== DATASET CONTENT

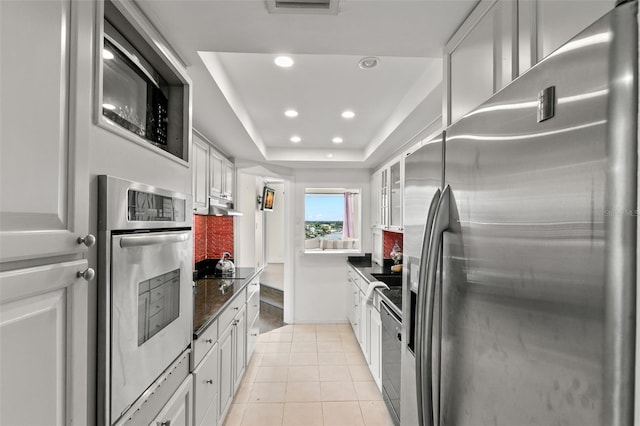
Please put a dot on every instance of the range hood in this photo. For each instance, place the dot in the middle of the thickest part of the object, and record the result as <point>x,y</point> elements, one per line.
<point>220,208</point>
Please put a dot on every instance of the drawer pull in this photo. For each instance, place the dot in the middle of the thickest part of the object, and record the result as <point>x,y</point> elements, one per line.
<point>88,274</point>
<point>89,240</point>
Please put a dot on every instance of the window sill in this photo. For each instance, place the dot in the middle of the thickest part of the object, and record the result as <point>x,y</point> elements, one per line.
<point>333,251</point>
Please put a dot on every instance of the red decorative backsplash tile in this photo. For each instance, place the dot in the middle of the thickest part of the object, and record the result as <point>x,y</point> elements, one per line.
<point>199,238</point>
<point>219,236</point>
<point>212,235</point>
<point>388,240</point>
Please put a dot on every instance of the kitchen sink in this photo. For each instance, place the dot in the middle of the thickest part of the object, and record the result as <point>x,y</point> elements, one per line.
<point>390,279</point>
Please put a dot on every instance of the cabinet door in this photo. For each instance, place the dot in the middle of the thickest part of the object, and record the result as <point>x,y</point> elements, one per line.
<point>375,200</point>
<point>229,173</point>
<point>178,411</point>
<point>364,328</point>
<point>200,173</point>
<point>384,198</point>
<point>206,385</point>
<point>378,246</point>
<point>216,173</point>
<point>553,29</point>
<point>44,180</point>
<point>395,199</point>
<point>225,344</point>
<point>43,345</point>
<point>240,349</point>
<point>375,343</point>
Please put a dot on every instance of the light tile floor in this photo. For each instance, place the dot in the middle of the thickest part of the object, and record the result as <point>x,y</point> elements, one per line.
<point>308,375</point>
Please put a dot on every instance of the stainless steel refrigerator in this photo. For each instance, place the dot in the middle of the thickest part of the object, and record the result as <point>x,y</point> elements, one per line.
<point>520,247</point>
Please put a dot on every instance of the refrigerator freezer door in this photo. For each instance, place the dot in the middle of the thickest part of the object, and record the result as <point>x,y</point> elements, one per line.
<point>524,275</point>
<point>423,179</point>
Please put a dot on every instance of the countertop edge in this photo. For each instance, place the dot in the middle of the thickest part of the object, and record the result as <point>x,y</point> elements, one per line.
<point>370,278</point>
<point>211,320</point>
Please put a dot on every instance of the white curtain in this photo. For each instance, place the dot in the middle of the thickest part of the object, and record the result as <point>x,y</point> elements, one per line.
<point>348,228</point>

====

| TASK BRIEF |
Each entry above should be copied exactly. The pictures should not.

| THE ANSWER |
Please put a dot on every instance of the range hood in this photo. For each instance, place the dot in the middle of the thickest part of the object, and record the result as <point>x,y</point> elements, one per line.
<point>220,208</point>
Please put a dot on every instance of the drawer pull in this photo. For each instance, place the dot in the middle of the thickest part of the object, and record the result as <point>x,y</point> elements, one per line.
<point>88,274</point>
<point>89,240</point>
Please put a dot on every instance of the window sill in this photo. For each instance, place the dot in the middle of the thickest part of the object, and record the result as <point>x,y</point> elements, one per line.
<point>333,251</point>
Please put a dot on every instance of the red decorative backsplash tile in this photo. For each instance, place the dot in the middle of the thickest part of the object, and record the result as <point>x,y</point> elements, one per line.
<point>199,238</point>
<point>219,236</point>
<point>212,235</point>
<point>388,240</point>
Please put a dot on every instance of the kitchen sink in this photo. For each instance, place the dot in the middle of the thickest part of the object, and record the result as <point>x,y</point> elements, one per line.
<point>390,279</point>
Please put a dot on every instance of the cabinet door in this photo. For each instance, place the dot in the middle of the thickest part of the object, and record the result as <point>x,y</point> elements, one per line.
<point>375,200</point>
<point>229,173</point>
<point>178,411</point>
<point>364,328</point>
<point>200,173</point>
<point>384,198</point>
<point>206,385</point>
<point>378,246</point>
<point>216,173</point>
<point>553,29</point>
<point>44,180</point>
<point>395,199</point>
<point>225,344</point>
<point>43,345</point>
<point>240,349</point>
<point>375,343</point>
Please put a dot on every instance of the light tile floor in this photo. For each instance, place the dot in the middle of the thickest part of the object, and record the result as <point>x,y</point> elements, one per line.
<point>308,375</point>
Please put a dot on every instance of the stainless steel refrigerator in this photo. For each instance, place the dot in the middle of the thickest part of the object, and record the result as <point>x,y</point> elements, one per line.
<point>520,247</point>
Please put a dot on every instance of the refrigerator freezer door in this photo. For each instance, place the dot in the middle of the thickest part of the object, and record the result as <point>x,y</point> elements, one per line.
<point>524,275</point>
<point>423,179</point>
Please put a dot on every instance of the countertop edge in this photo. For each instance, place the dot in the middle of the thickest part of the object, and record the result as <point>x,y</point> elements, one per line.
<point>370,278</point>
<point>211,320</point>
Please put a dot on every instance of the white curtain in this photo. For each instance, place the dot in the middle of the thickest part of the object, and record the result as <point>x,y</point> elements, one per line.
<point>348,228</point>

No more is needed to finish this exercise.